* START Reading passage *
A mouse trail showing reading behavior on Decibel Insight’s website
This kind of mouse reading is indicative of real user engagement – think of it as the digital equivalent of a customer picking up and interacting with a product in-store.
Looking at 6 million sessions across a major media site, our data scientists analyzed reading behavior in relation to the number of goals completed by users. Within Decibel Insight, goals are triggered when a user completes a desirable action during their session. For the particular media website we looked at, goals are configured to trigger when users fill out a form, hit a call-to-action, or visit the paid subscription area of the website.
Our data scientists found that average user sessions completed 0.31 goals per session, while user sessions containing reading behavior completed an average of 0.98 goals.
Figure 2: The average number of goals completed by users per session on a major media site.

User sessions containing reading behavior complete significantly more goals than average
Figure 2 shows that user sessions containing reading behavior complete over three times as many goals as the average user.
How is reading behavior used by digital teams?
Reading behavior is a very useful metric for measuring how your customers respond to different messaging, and for identifying what they immediately notice on the page.
One of our fashion clients, for example, has a reading behavior alert set up on any new product page they put live to judge the kind of content that captures user attention. Digital teams should look out for reading behaviors as key signposts to where users are engaged.
* END Reading passage *
* START Record excerpts *
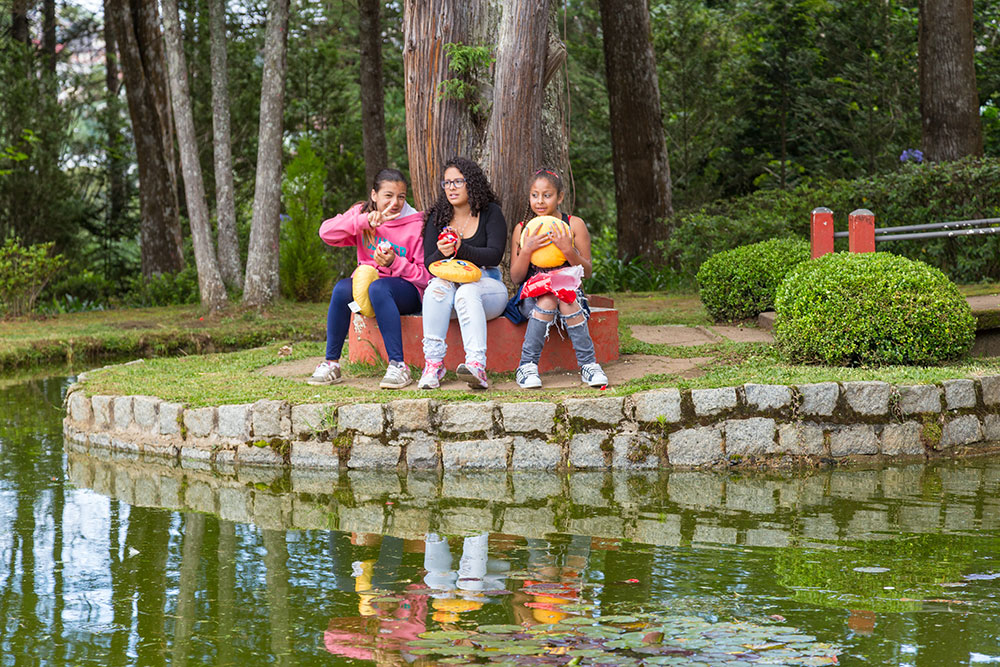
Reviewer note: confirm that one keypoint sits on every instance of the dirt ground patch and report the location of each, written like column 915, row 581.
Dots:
column 684, row 336
column 628, row 367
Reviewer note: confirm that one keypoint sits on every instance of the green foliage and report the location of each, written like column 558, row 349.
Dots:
column 305, row 274
column 24, row 272
column 470, row 63
column 740, row 283
column 168, row 289
column 871, row 309
column 915, row 194
column 700, row 66
column 611, row 274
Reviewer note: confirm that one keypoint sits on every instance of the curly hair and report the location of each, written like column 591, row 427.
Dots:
column 479, row 189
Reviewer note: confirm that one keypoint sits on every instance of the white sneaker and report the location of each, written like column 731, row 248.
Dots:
column 527, row 376
column 397, row 376
column 328, row 372
column 593, row 375
column 474, row 374
column 431, row 377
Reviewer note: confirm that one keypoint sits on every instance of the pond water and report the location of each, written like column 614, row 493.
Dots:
column 116, row 561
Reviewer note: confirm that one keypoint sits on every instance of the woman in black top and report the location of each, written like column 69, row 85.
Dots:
column 468, row 205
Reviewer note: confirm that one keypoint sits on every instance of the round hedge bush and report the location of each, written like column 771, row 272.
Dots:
column 741, row 283
column 871, row 309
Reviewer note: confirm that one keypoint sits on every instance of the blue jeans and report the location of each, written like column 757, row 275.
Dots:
column 473, row 304
column 391, row 297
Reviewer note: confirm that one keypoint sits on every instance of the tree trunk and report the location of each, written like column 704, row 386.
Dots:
column 225, row 206
column 949, row 103
column 638, row 147
column 213, row 292
column 19, row 21
column 49, row 35
column 141, row 51
column 265, row 228
column 501, row 126
column 116, row 144
column 372, row 96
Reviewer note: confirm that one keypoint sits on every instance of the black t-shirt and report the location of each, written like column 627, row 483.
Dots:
column 484, row 248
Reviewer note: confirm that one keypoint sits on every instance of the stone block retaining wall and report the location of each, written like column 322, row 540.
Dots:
column 749, row 425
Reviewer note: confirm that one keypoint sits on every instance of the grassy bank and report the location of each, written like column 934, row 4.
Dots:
column 238, row 377
column 201, row 360
column 80, row 340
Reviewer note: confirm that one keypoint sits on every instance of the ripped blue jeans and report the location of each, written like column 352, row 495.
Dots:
column 472, row 303
column 537, row 332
* END Record excerpts *
» Short task A: In the reading-behavior passage, how many sessions on the major media site did the data scientists look at?
» Short task B: Print the reading-behavior passage from "A mouse trail" to "of 0.98 goals.".

» Answer A: 6 million sessions.

» Answer B:
A mouse trail showing reading behavior on Decibel Insight’s website
This kind of mouse reading is indicative of real user engagement – think of it as the digital equivalent of a customer picking up and interacting with a product in-store.
Looking at 6 million sessions across a major media site, our data scientists analyzed reading behavior in relation to the number of goals completed by users. Within Decibel Insight, goals are triggered when a user completes a desirable action during their session. For the particular media website we looked at, goals are configured to trigger when users fill out a form, hit a call-to-action, or visit the paid subscription area of the website.
Our data scientists found that average user sessions completed 0.31 goals per session, while user sessions containing reading behavior completed an average of 0.98 goals.